SUPPLIED PASSAGE |
** START **

1. On fuzziness: thinking, language and information
2. Introduction to fuzzy set theory
3. Classic Set Theory
4. Fuzzy Set Theory
5. Fuzzy Systems
1. On fuzziness: thinking, language and information
“Fuzziness” is used as a visual metaphor of vagueness, inaccuracy, in opposition to sharpness or well-definiteness.
Unlike the traditional endeavour in science and philosophy for avoiding vagueness (consider, for instance, the centrality of “clearness” and “distinction” in Descartes and by extension in modern science and philosophy), there is a growing awareness of the fact that our knowledge of reality (or the information being conveyed or received about a concrete reality) contains a constitutive vagueness depending on the pragmatic situation in which this knowledge or information is immersed. The fundaments of this certainty can be found in the principles of statistical and quantum mechanics (holographic principle), mathematics (incompleteness) or scientific methodology (Pointcaré 1907).
In opposition to a negative assessment of vagueness, fuzzy logic has started to be considered as one of the fundamental features of cognitive systems, language and knowledge, allowing them to achieve a plasticity and dynamism, which are essential for the adaptation to changing environments. Thus, the robustness of the cognitive and linguistic system -far from being damaged by its fuzzy or blurred character- is rooted in such fuzziness (Kosko 1995, Pérez-Amat 2008).
Intending to give an account of the way of human reasoning, which is simply inaccurate, flexible, analogical…, fuzzy logic has been developed as a logical calculus, embracing the classical one -though distancing from its approaches, particularly in its way of rigid reasoning, which has been a fundamental character of mathematics since platonic times (Ferrater Mora 1994, 409s). This logical calculus has been successfully employed in both artificial intelligence and the so-called fuzzy control of industrial application, and it has been posed as a basis of a quantitative approach to semantic information (Pérez-Amat 2008).
But the fuzziness that can be ascribed to information does not only concern the semantic level, which depends upon the more or less contingent characteristics of human reasoning. On the contrary, the information that can be obtained from an observed reality is intrinsically fuzzy: the signals that can be received from some object are ultimately wave phenomena, which can only convey –due to its constitutive nature- a finite number of data over a bi-dimensional or superficial domain bounding the observed objects. That is, the whole wave phenomena outside the sources can be determined by a discrete distribution over a surface surrounding the object, therefore the dimension of the wave distribution in the surrounding space cannot be bigger than the dimension corresponding to such 2-dimensional discrete distribution. Thus, although the real extension of the observed object is 3-dimensional (volumetric) and it might be continuous, just a blurred projection of the observed object over a bounding surface can be achieved based upon the observation of the wave phenomena. In other words, the information that can be gathered about something being observed is constitutively fuzzy (Díaz Nafría 2008; Díaz Nafría & Pérez-Montoro, 2010a, 2010b).
2. Introduction to fuzzy set theory
The fuzzy set theory was initiated by Zadeh in the early 1960s (1964, 1965) (see Bellman et al. (1964)). In 1951, Menger (1951) explicitly used the fuzzy relation "max-product" but with probabilistic interpretation.
Since 1965, fuzzy set theory has been developed considerably by Zadeh and many other researchers. This theory was started to be implemented in a wide range of scientific environments.

** END **

RECORDED DATA |
** START **

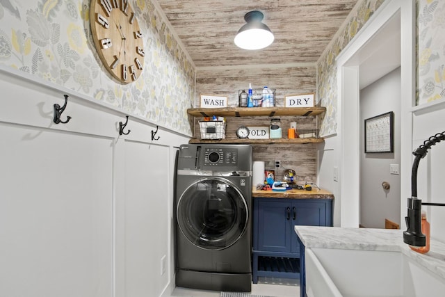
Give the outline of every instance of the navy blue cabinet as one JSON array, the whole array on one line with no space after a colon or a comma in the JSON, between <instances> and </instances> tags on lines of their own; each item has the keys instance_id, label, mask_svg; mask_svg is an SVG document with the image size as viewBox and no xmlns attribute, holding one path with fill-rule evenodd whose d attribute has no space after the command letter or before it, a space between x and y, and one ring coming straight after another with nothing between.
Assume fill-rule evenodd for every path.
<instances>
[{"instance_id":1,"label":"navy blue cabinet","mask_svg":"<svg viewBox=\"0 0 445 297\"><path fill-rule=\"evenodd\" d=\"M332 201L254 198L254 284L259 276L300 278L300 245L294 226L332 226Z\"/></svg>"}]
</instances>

** END **
** START **

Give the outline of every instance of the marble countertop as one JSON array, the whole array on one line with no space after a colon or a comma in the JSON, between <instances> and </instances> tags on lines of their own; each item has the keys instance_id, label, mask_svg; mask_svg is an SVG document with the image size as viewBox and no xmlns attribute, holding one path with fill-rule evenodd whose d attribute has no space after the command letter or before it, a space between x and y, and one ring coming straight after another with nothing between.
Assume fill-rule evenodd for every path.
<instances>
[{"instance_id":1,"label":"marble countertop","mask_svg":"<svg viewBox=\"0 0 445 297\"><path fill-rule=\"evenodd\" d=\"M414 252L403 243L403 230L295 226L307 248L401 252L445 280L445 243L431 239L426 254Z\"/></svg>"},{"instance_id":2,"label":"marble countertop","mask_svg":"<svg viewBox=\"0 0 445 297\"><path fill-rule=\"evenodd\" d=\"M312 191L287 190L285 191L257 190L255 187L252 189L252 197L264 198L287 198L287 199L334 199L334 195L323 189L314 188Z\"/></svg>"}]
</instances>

** END **

Using the text on fuzziness and fuzzy set theory, answer:
1. In which two areas has the logical calculus of fuzzy logic been successfully employed?
2. Who initiated fuzzy set theory, and in what period?
3. In what year did Menger explicitly use the fuzzy relation "max-product", and with what interpretation?

1. Artificial intelligence and the so-called fuzzy control of industrial application.
2. Zadeh, in the early 1960s (1964, 1965).
3. 1951, with a probabilistic interpretation.